In Curaçao, real GDP contracted by about 1.8 per cent in 2017, marking five years of recession in the past seven years. Spill-overs from Venezuela, through trade, the refinery, and tourism channels, have been the main drag on growth. Inflation was zero in 2016, but rose to 1.6 per cent in 2017 driven by international prices. The unemployment rate increased to about 14 per cent in 2017, among the highest in the region.

Curaçao’s fiscal position worsened significantly. The current balance turned from previous surpluses to a deficit of 0.6 per cent of GDP in 2017, as nontax revenues declined and spending on goods and services increased. The overall balance also worsened due to a 1.5 per cent of GDP increase in construction spending on a new hospital.

Gross public debt rose to 50 per cent of GDP in 2017, as arrears to the public pension fund (APC) surged. Given the breach of the fiscal rule that prohibits current budget deficits, Curaçao is required to compensate the deficit of NAf. 117 million by achieving current budget surpluses starting in 2018.

The external situation of the monetary union has deteriorated since 2015 and remains weak. The current account deficit continued to widen to 15 per cent of the union GDP in 2017, as tourism receipts declined in both countries while imports increased in Curaçao due to higher oil prices and construction activities. In St. Maarten, lower imports and insurance pay-outs kept the current account positive. Official reserves declined to $1.3 billion (about 4.5 months of imports) as of September 2018.

PROBLEM REQUIREMENTS
In the passage on Curaçao's economy, what unemployment rate did Curaçao reach in 2017?

RECORD SET
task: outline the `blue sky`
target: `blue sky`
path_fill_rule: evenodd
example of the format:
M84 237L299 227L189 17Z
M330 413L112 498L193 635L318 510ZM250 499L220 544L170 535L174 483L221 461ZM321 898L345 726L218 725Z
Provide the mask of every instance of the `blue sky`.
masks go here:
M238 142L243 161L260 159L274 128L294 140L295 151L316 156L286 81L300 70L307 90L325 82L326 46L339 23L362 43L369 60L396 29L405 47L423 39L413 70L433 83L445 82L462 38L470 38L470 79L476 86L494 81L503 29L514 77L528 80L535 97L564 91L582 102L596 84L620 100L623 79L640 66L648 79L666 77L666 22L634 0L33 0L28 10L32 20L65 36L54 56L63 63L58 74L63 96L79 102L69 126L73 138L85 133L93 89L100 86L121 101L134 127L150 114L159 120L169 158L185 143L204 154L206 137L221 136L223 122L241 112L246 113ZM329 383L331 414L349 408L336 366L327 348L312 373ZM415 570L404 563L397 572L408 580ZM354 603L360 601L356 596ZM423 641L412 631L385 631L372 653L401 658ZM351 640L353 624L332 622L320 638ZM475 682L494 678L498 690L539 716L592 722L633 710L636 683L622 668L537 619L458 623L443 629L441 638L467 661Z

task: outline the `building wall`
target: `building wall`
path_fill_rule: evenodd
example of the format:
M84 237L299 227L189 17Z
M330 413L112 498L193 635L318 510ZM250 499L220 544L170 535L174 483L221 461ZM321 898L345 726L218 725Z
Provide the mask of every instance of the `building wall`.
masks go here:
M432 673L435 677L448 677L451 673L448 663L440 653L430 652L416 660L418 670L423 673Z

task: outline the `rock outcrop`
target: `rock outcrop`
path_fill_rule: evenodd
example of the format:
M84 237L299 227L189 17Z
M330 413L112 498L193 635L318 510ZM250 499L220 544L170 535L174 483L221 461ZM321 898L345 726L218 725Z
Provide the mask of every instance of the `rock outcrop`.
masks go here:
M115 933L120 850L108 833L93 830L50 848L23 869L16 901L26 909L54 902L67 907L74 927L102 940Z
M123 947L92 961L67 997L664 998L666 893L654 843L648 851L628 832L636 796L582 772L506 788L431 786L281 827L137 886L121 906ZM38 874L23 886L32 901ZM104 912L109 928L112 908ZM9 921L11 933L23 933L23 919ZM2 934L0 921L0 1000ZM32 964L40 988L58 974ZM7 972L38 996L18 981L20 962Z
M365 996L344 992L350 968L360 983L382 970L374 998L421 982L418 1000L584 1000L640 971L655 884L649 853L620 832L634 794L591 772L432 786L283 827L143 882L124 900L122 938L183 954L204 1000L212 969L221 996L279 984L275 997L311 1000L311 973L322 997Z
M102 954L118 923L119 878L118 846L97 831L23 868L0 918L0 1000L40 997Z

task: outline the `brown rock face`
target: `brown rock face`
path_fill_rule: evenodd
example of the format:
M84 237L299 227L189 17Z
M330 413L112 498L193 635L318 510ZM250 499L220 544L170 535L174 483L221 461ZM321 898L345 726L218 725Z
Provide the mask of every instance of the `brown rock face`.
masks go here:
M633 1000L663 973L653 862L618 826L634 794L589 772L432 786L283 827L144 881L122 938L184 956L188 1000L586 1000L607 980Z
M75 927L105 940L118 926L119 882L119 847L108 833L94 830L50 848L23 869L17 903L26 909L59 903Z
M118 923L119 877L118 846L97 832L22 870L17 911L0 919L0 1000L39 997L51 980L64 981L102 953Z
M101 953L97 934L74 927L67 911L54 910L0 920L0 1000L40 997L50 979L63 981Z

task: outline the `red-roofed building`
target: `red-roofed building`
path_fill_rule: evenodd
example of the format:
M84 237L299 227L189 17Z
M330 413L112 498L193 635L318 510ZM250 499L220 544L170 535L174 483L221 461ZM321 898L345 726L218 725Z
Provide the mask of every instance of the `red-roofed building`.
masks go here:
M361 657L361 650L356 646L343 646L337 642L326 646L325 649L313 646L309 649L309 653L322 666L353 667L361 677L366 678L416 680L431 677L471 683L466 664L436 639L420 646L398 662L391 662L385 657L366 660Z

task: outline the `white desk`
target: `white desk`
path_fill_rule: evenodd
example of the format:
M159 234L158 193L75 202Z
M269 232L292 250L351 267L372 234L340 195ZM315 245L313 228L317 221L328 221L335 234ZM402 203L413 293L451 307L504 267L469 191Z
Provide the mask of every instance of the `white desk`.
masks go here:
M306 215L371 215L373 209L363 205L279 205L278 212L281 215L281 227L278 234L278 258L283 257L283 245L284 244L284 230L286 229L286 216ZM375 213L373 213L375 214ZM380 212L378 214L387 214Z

ANSWER TO THIS EXERCISE
About 14 percent